Provided text —
2.5 Local Search
As a final topic of interest, backtracking search is not the only algorithm that exists for solving constraint satisfaction problems. Another widely used algorithm is local search, for which the idea is childishly simple but remarkably useful. Local search works by iterative improvement—start with some random assignment to values, then iteratively select a random conflicted variable and reassign its value to the one that violates the fewest constraints until no more constraint violations exist (a policy known as the min-conflicts heuristic). Under such a policy, constraint satisfaction problems like \(N\)-queens become both very time-efficient and space-efficient to solve. For example, in the following example with 4 queens, we arrive at a solution after only 2 iterations:
In fact, local search appears to run in almost constant time and have a high probability of success not only for \(N\)-queens with arbitrarily large \(N\), but also for any randomly generated CSP! However, despite these advantages, local search is both incomplete and suboptimal and so won’t necessarily converge to an optimal solution. Additionally, there is a critical ratio around which using local search becomes extremely expensive:
The figure above shows the one-dimensional plot of an objective function on the state space. For that function, we wish to find the state that corresponds to the highest objective value. The basic idea of local search algorithms is that from each state, they locally move toward states that have a higher objective value until a maximum (hopefully the global) is reached.
We will be covering three such algorithms: hill-climbing, simulated annealing, and genetic algorithms. All these algorithms are also used in optimization tasks to either maximize or minimize an objective function.
2.5.1 Hill-Climbing Search
The hill-climbing search algorithm (or steepest-ascent) moves from the current state toward a neighboring state that increases the objective value. The algorithm does not maintain a search tree but only the states and the corresponding values of the objective. The “greediness” of hill-climbing makes it vulnerable to being trapped in local maxima (see figure below), as locally those points appear as global maxima to the algorithm, and plateaux. Plateaux can be categorized into “flat” areas at which no direction leads to improvement (“flat local maxima”) or flat areas from which progress can be slow (“shoulders”). Variants of hill-climbing, like stochastic hill-climbing, which selects an action randomly among the uphill moves, have been proposed. This version of hill-climbing has been shown in practice to converge to higher maxima at the cost of more iterations.
The pseudocode of hill-climbing can be seen above. As the name suggests, the algorithm iteratively moves to a state with a higher objective value until no such progress is possible. Hill-climbing is incomplete. Random-Restart hill-climbing, on the other hand, conducts a number of hill-climbing searches, each time from a randomly chosen initial state, and is trivially complete, as at some point the randomly chosen initial state will coincide with the global maximum.

[Region descriptions in natural language]
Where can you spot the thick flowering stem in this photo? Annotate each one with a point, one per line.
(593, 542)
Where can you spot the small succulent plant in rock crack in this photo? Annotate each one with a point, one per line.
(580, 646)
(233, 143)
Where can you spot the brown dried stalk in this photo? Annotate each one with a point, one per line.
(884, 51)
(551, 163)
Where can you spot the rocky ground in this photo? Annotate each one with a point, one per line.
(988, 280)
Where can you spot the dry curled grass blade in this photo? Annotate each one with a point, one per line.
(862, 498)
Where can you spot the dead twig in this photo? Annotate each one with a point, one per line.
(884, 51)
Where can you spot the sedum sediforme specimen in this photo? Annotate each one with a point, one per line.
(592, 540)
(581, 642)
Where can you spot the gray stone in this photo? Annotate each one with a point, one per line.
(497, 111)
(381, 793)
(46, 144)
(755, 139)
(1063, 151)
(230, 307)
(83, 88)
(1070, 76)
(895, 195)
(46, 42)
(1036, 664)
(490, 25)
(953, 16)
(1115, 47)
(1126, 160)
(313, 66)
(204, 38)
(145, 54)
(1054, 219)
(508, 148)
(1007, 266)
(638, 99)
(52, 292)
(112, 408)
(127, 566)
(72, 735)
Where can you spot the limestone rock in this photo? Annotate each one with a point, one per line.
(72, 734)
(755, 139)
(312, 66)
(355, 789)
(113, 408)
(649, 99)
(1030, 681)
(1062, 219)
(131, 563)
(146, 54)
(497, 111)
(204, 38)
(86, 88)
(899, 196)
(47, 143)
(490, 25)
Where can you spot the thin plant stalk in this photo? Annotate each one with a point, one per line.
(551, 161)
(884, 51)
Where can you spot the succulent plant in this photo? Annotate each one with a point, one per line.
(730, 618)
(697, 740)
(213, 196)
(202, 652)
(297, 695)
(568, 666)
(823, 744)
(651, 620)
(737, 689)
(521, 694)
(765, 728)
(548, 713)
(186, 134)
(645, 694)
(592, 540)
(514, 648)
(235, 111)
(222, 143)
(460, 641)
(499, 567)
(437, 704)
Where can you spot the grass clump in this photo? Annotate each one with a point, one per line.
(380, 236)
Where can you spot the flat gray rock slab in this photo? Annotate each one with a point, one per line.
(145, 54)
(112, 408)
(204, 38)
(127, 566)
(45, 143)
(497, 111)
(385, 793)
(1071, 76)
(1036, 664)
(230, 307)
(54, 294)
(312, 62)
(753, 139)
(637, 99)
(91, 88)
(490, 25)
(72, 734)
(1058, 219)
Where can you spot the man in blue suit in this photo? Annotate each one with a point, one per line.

What is being asked — Please continue the local search text after its last sentence, keeping its style and subject.

Exercise output —
2.5.2 Simulated Annealing Search
The second local search algorithm we will cover is simulated annealing. Simulated annealing aims to combine random walk (randomly moving to nearby states) and hill-climbing to obtain a complete and efficient search algorithm. In simulated annealing, we allow moves to states that can decrease the objective. More specifically, the algorithm at each state chooses a random move. If the move leads to a higher objective, it is always accepted. If, on the other hand, it leads to smaller objectives, then the move is accepted with some probability. This probability is determined by the temperature parameter, which initially is high (more “bad” moves allowed) and decreases according to some schedule. If the temperature is decreased slowly enough, then the simulated annealing algorithm will reach the global maximum with a probability approaching 1.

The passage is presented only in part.